- **Quoted passage**
Silicon Cape will die

Disagree quite strongly. Funding is not that difficult. And while exits in Cape Town aren't nearly as easy as in SF, London and Tel Aviv, it is not that difficult either.
 
It sounds like its difficult for VC's to get their money back after they invested, well in a South African context anyway. I wonder what the costs are to list on Alt-x? Would it be cheaper to list outside the country? I'll need to do some research as I have no knowledge on this topic.
 
Far too much emphasis is placed on start-ups seeking VC funding and not enough emphasis on bootstrapping start-ups. Entrepreneurs need to be taught how to fund their own start-ups. I've seen far too many entrepreneurs unnecessarily sell their souls to venture capitalists when they could have easily bootstrapped their businesses themselves had they been patient enough and kept 100% ownership of their businesses.
 
Would it be cheaper to list outside the country?
JSE provides incredible value for money. Remember SA is #1 for reporting and auditing. Not "good"...number one globally.

So listing outside of the country isn't all that attractive. More expensive and not necessarily better. Some companies opt for dual listings though - which often means more chilled rules on the second listing.

Plus if you list US side there is an unreal amount of red tape involved (SOX404 etc). Few people grasp just how much money you need to throw at that problem to make things work...
 
Far too much emphasis is placed on start-ups seeking VC funding and not enough emphasis on bootstrapping start-ups. Entrepreneurs need to be taught how to fund their own start-ups. I've seen far too many entrepreneurs unnecessarily sell their souls to venture capitalists when they could have easily bootstrapped their businesses themselves had they been patient enough and kept 100% ownership of their businesses.

- **Information provided**

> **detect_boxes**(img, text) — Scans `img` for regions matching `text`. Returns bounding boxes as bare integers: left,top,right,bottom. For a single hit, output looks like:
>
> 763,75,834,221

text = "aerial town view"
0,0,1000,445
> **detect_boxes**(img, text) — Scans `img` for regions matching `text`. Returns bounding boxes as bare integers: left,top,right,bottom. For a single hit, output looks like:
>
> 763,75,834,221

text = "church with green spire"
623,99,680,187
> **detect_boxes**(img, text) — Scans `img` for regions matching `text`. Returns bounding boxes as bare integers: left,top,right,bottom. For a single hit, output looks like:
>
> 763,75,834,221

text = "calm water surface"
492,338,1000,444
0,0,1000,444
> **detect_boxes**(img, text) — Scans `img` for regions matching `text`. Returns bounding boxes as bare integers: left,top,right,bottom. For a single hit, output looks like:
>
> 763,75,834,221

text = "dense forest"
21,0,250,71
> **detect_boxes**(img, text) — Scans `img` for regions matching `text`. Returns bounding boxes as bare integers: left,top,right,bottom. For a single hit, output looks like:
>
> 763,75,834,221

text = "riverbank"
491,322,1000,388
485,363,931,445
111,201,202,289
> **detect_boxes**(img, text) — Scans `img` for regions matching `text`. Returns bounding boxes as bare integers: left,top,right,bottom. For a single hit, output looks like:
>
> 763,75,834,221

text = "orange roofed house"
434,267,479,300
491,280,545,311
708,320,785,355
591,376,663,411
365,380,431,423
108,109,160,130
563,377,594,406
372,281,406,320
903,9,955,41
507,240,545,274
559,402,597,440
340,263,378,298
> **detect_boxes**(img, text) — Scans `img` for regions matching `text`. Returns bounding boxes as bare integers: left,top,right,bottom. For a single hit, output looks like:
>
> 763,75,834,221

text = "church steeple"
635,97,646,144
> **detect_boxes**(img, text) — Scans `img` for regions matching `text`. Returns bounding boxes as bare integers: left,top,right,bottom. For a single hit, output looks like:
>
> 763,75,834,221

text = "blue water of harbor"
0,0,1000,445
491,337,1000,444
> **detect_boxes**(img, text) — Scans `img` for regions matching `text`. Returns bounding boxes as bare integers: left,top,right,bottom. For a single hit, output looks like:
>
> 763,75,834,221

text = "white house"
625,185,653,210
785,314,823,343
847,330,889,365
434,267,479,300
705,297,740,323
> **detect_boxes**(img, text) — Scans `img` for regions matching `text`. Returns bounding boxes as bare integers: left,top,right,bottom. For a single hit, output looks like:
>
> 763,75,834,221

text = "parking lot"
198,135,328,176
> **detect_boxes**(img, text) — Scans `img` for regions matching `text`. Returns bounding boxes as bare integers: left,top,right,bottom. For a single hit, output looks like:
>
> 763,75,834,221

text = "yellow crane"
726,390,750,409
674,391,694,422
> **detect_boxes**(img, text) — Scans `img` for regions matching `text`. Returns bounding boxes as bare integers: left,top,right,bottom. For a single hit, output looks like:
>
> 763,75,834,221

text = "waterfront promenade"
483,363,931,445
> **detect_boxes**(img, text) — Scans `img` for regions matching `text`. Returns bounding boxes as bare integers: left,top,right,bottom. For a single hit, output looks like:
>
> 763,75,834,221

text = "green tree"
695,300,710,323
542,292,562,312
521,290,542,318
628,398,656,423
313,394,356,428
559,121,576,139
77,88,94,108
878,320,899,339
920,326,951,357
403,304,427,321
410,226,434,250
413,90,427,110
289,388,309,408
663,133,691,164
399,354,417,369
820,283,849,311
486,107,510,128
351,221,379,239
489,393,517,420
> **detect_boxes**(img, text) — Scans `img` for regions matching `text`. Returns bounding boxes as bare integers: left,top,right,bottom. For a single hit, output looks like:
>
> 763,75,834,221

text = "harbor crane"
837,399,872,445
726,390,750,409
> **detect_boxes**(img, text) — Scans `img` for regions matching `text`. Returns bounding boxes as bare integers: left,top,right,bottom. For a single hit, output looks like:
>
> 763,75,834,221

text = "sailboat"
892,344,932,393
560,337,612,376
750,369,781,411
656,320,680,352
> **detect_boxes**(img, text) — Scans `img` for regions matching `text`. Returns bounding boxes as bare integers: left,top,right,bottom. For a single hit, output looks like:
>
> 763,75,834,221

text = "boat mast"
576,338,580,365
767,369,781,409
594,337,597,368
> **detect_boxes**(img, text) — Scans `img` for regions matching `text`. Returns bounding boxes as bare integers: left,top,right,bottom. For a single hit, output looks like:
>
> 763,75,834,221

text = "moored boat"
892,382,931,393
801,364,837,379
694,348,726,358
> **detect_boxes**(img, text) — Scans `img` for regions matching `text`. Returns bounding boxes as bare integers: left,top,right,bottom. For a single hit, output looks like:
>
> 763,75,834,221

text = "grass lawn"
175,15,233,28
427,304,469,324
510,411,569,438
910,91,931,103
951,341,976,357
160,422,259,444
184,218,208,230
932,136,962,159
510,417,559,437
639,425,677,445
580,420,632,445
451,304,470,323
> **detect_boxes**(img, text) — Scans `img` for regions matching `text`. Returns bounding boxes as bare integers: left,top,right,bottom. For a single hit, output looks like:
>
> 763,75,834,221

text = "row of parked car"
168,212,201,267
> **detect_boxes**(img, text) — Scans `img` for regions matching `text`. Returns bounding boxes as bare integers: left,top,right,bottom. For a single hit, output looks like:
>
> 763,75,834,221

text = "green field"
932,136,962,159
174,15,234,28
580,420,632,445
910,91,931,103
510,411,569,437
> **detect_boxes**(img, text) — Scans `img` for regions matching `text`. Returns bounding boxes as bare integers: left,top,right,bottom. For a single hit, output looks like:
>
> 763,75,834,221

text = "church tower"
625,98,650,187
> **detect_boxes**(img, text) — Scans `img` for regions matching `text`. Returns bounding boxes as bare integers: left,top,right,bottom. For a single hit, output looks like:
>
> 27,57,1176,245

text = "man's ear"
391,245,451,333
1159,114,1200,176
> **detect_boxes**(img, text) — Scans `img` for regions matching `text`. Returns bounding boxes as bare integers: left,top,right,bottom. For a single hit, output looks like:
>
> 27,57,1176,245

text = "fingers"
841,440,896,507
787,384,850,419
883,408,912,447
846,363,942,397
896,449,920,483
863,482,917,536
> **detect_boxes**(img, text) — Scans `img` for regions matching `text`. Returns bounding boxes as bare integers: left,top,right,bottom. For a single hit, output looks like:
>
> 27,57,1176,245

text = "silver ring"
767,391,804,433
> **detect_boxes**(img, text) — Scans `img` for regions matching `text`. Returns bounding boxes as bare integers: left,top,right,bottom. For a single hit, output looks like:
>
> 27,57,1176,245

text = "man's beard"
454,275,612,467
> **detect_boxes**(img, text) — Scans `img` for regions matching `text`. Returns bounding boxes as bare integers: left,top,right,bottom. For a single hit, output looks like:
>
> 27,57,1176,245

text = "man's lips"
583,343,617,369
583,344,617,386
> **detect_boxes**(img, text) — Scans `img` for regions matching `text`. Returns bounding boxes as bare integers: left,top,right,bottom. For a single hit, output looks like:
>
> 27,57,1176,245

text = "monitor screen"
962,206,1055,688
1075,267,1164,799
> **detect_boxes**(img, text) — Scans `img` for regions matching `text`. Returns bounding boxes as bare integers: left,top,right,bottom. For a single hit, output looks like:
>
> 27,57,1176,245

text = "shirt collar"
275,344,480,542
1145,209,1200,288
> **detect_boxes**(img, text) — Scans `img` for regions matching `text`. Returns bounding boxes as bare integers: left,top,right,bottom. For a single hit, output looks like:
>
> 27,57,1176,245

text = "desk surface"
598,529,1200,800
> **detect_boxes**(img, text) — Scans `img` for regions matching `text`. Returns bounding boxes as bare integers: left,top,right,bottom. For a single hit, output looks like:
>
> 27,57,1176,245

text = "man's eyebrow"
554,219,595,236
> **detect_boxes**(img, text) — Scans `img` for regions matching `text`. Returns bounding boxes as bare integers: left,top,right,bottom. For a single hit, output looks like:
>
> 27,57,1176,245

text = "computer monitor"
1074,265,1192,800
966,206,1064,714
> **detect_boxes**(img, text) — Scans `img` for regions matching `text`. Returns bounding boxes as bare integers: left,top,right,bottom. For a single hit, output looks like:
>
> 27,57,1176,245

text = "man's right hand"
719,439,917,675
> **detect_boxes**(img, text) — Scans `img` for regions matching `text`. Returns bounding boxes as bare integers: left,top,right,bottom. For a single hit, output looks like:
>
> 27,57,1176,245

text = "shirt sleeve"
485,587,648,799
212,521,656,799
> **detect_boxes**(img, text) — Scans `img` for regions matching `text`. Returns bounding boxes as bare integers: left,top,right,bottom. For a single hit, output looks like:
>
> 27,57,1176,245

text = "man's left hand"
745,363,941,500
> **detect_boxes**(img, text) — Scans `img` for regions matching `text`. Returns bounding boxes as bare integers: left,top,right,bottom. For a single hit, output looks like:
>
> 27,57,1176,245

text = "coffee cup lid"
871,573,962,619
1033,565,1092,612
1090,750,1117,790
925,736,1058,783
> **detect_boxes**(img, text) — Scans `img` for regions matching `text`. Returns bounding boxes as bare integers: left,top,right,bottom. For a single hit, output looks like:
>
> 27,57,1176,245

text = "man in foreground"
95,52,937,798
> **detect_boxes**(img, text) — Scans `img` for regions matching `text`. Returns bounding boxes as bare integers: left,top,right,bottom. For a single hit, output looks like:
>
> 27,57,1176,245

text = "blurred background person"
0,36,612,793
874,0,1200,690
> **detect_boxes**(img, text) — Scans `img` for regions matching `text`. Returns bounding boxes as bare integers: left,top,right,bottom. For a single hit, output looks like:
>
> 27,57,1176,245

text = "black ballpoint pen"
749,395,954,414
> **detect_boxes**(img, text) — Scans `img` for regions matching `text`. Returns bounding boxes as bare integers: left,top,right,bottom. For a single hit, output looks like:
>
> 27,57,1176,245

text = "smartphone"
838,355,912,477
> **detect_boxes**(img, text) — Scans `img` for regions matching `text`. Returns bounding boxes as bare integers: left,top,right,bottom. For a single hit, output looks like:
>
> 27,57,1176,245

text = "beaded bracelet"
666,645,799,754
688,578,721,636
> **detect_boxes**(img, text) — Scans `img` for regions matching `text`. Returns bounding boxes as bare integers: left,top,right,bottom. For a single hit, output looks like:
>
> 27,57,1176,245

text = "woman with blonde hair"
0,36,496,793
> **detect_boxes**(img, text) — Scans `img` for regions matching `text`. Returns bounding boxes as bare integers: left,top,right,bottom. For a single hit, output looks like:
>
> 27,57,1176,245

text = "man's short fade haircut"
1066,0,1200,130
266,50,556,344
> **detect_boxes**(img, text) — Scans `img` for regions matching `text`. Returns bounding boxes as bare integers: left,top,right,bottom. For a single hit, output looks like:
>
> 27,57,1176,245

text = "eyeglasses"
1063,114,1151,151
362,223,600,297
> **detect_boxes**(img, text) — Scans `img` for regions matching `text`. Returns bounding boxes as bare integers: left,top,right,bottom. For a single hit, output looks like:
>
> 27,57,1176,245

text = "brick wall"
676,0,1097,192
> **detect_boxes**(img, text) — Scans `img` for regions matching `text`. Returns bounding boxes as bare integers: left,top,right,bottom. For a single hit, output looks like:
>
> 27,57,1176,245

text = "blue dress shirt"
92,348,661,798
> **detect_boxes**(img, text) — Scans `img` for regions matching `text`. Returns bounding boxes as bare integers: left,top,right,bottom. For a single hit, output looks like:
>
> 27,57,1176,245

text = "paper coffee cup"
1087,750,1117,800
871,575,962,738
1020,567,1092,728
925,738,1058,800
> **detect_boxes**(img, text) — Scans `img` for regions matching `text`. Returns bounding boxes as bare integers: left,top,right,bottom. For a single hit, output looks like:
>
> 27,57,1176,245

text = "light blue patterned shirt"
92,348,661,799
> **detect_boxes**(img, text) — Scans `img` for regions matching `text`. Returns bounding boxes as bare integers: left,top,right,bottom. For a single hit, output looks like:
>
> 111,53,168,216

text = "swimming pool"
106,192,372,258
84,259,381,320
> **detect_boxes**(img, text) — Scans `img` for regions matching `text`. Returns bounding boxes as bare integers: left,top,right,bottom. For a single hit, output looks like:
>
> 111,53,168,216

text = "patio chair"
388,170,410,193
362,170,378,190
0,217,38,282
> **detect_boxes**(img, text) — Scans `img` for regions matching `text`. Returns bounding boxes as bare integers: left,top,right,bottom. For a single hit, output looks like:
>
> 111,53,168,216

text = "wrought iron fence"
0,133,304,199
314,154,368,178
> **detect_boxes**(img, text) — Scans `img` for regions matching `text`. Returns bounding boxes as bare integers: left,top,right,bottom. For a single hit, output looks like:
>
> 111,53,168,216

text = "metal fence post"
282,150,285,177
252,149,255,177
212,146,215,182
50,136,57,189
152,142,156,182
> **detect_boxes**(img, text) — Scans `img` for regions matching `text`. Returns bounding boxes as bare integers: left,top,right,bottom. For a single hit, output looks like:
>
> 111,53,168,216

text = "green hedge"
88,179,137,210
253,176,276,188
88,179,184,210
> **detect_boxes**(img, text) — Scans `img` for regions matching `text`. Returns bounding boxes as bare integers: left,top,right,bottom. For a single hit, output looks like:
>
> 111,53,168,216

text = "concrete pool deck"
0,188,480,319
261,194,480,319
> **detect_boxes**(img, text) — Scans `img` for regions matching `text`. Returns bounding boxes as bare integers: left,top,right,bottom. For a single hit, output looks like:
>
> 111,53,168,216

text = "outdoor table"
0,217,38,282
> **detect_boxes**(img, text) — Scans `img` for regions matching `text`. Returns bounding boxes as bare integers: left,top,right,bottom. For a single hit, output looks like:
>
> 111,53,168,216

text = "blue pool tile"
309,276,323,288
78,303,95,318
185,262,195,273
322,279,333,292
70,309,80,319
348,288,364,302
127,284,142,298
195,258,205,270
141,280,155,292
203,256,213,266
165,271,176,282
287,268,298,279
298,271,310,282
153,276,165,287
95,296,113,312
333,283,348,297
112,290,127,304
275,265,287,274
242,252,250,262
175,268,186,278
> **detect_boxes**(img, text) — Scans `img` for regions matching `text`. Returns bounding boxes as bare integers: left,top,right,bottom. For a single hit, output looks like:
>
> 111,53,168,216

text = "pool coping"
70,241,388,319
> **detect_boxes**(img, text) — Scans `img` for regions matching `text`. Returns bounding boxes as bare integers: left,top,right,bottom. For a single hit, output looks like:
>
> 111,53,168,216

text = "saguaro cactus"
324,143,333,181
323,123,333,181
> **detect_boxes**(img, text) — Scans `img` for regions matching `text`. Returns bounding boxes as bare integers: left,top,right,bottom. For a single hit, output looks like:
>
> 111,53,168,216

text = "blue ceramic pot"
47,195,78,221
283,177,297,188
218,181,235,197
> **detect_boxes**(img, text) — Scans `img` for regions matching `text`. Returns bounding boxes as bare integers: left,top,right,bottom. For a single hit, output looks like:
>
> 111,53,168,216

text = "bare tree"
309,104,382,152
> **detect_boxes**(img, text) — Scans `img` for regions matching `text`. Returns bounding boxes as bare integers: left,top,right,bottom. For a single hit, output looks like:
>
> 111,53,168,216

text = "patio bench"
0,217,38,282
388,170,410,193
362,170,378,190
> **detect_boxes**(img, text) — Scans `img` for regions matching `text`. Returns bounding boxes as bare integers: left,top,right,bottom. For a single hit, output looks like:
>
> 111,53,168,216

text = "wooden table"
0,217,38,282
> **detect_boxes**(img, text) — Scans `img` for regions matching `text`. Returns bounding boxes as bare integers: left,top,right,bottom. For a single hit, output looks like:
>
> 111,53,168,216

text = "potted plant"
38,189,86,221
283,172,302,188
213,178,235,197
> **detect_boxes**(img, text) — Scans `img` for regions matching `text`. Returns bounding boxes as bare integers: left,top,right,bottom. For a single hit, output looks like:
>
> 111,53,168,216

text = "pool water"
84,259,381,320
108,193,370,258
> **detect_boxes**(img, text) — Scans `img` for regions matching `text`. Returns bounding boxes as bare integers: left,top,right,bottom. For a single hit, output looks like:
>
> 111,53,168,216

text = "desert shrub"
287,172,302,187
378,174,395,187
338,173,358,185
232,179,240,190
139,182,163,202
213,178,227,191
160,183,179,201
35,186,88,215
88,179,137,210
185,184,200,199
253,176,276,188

- **To do**
**1)** Answer these questions about the Silicon Cape thread:
(a) Which three cities does the first reply name as places where exits are easier than in Cape Town?
(b) Where does the thread rank SA for reporting and auditing?
(c) What does the thread give as an example of the red tape involved in a US listing?
**2)** Continue the Silicon Cape thread from its last sentence.

- **Numbered responses**
**1)**
(a) SF, London and Tel Aviv.
(b) Number one globally.
(c) SOX404.

**2)**
Some VC requirements are scary and sometimes completely ridiculous. If we could bootstrap completely I'd be delighted but unfortunately I dont have a couple of mil lying around.
 
JSE provides incredible value for money. Remember SA is #1 for reporting and auditing. Not "good"...number one globally.

So listing outside of the country isn't all that attractive. More expensive and not necessarily better. Some companies opt for dual listings though - which often means more chilled rules on the second listing.

Plus if you list US side there is an unreal amount of red tape involved (SOX404 etc). Few people grasp just how much money you need to throw at that problem to make things work...

If that is the case why do VC's insist on listing, surely you can extract payment/value out of the company via other means. Like percentages of profits or sell your stake privately.
 
If that is the case why do VC's insist on listing, surely you can extract payment/value out of the company via other means. Like percentages of profits or sell your stake privately.
10 internet points says you're a programmer with little/zero exposure to the finance/VC world.
 
Some VC requirements are scary and sometimes completely ridiculous. If we could bootstrap completely I'd be delighted but unfortunately I dont have a couple of mil lying around.

The whole point of bootstrapping is that you don't need to have a couple of mil lying around. It's possible to organically grow your startup with minimal funding. Far too many startups rush into finding VC funding because they want to immediately start a business with a fancy office, the latest equipment, etc.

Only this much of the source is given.